Paulo Leminski é um desses fenômenos fora da curva que de vez em quando despontam aqui e ali. Sempre de maneira surpreendente, trafegando entre a exclusão social e a exaltação generalizada.
Morto precocemente antes de completar 45 anos, em 1989, Leminski ressurge mais de vinte anos depois, retumbando sucesso popular e reforçando a velha verdade de que, no Brasil, o reconhecimento sempre será póstumo. Seu livro “Toda Poesia”, uma coletânea selecionada por suas filhas e sua ex-mulher, a também poetisa Alice Ruiz, vem bombando nas livrarias como uma espécie de best-seller tardio. Poeta sempre admirado por leitores pouco convencionais, Leminski ressurge agora não só em livro, mas como uma espécie de sábio das palavras das redes sociais, nas quais é citado em fragmentos — de maneira justa, é verdade, afinal era um emérito frasista. “Haja ontem para tanto hoje”, diz uma de suas sacadas históricas.
Inteligentíssimo, agudo, inspirado e bem humorado, Leminski produziu uma obra vasta e quase completamente desconhecida. Nela, sobrevém uma rebeldia juvenil, sapeca, e, ao mesmo tempo, uma angústia existencial em que sequer poupa-se a si mesmo: “Esta língua não é minha/qualquer um percebe./Quem sabe maldigo mentiras,/vai ver que só minto verdades.”, diz o poema “Invernáculo”, uma de suas muitas pérolas.

- **ORIENTAÇÃO A**
Responda, com base no texto sobre Paulo Leminski:
(i) Em que ano Leminski morreu?
(ii) Quem selecionou a coletânea "Toda Poesia"?
(iii) Qual poema contém o verso "Esta língua não é minha"?
O texto e as entradas são materiais independentes entre si.

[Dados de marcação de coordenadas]
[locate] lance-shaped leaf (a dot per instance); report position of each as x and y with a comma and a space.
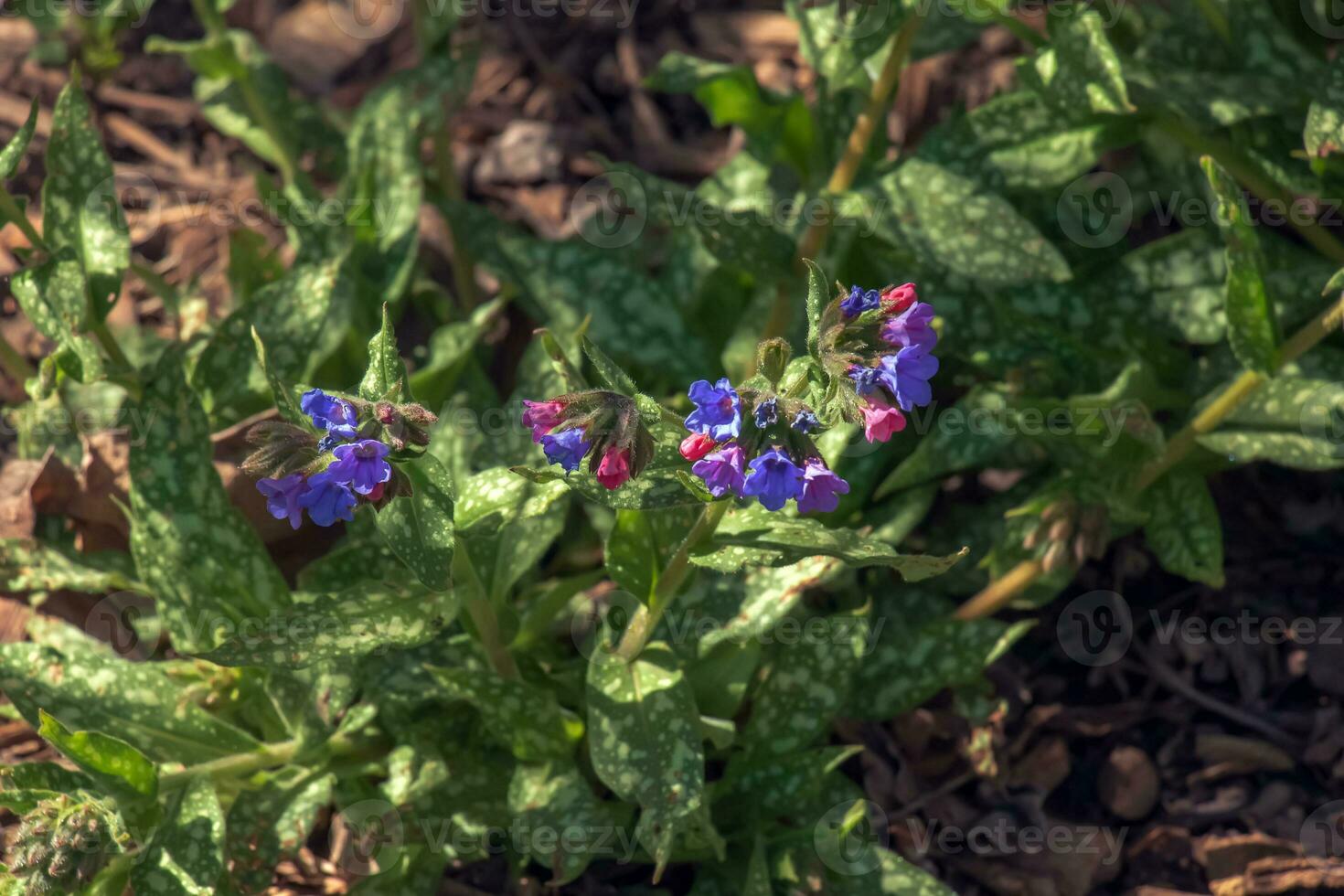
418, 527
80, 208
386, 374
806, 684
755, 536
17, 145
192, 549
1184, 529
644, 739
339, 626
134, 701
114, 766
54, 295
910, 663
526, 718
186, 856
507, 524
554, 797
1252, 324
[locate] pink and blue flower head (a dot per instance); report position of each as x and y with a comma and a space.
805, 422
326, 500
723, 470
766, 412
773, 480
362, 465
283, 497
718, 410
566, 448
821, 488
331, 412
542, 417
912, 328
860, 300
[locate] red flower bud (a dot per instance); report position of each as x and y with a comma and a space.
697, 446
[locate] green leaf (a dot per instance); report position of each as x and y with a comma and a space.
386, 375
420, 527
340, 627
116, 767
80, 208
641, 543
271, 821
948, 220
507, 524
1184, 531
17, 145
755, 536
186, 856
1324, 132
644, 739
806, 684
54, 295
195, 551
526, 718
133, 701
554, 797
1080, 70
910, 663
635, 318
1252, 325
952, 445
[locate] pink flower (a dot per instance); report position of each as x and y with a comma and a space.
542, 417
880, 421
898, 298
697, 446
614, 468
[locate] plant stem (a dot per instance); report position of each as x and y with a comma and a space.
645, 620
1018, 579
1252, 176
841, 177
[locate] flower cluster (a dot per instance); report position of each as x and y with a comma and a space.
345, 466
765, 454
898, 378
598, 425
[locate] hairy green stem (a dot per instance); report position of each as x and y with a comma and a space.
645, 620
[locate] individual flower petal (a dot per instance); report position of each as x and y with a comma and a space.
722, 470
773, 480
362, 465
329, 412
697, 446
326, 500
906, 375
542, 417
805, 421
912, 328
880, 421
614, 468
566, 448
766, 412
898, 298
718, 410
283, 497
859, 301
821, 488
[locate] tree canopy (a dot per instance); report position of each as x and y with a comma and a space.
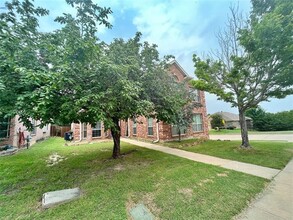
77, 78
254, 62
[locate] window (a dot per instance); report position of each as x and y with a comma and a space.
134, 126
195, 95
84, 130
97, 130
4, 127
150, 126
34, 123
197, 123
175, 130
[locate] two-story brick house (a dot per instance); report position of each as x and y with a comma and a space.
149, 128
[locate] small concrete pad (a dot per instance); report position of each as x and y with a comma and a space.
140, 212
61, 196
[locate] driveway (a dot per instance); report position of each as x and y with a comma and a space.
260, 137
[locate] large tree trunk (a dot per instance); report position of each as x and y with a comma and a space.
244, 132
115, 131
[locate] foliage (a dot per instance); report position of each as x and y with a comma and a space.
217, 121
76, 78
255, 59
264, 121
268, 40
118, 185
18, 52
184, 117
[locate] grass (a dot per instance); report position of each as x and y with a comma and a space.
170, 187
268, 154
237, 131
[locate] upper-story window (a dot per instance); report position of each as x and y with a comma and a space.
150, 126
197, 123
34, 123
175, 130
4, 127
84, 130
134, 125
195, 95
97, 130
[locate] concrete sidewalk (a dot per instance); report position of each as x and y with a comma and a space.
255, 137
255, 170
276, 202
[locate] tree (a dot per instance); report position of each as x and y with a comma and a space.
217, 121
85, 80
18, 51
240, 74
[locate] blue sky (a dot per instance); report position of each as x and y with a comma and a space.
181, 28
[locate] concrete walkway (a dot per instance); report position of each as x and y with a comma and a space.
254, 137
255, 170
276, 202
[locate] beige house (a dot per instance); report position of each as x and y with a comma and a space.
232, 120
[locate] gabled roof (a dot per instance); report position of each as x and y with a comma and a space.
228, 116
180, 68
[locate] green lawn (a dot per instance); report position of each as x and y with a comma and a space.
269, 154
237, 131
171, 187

- **ORIENTAÇÃO B**
Reescreva as entradas a partir da linha que contém "[locate] upper-story window" até o fim das entradas, trocando "concrete" por "cement" e mantendo todo o resto igual. Apresente somente essas linhas.

- **RESOLUÇÃO DETALHADA A**
(i) Em 1989.
(ii) As filhas de Leminski e sua ex-mulher, a poetisa Alice Ruiz.
(iii) O poema "Invernáculo".

- **RESOLUÇÃO DETALHADA B**
[locate] upper-story window (a dot per instance); report position of each as x and y with a comma and a space.
150, 126
197, 123
34, 123
175, 130
4, 127
84, 130
134, 125
195, 95
97, 130
[locate] cement sidewalk (a dot per instance); report position of each as x and y with a comma and a space.
255, 137
255, 170
276, 202
[locate] tree (a dot per instance); report position of each as x and y with a comma and a space.
217, 121
85, 80
18, 51
240, 74
[locate] blue sky (a dot per instance); report position of each as x and y with a comma and a space.
181, 28
[locate] cement walkway (a dot per instance); report position of each as x and y with a comma and a space.
254, 137
255, 170
276, 202
[locate] beige house (a dot per instance); report position of each as x and y with a comma and a space.
232, 120
[locate] gabled roof (a dot per instance); report position of each as x and y with a comma and a space.
228, 116
180, 68
[locate] green lawn (a dot per instance); report position of each as x and y with a comma and a space.
269, 154
237, 131
171, 187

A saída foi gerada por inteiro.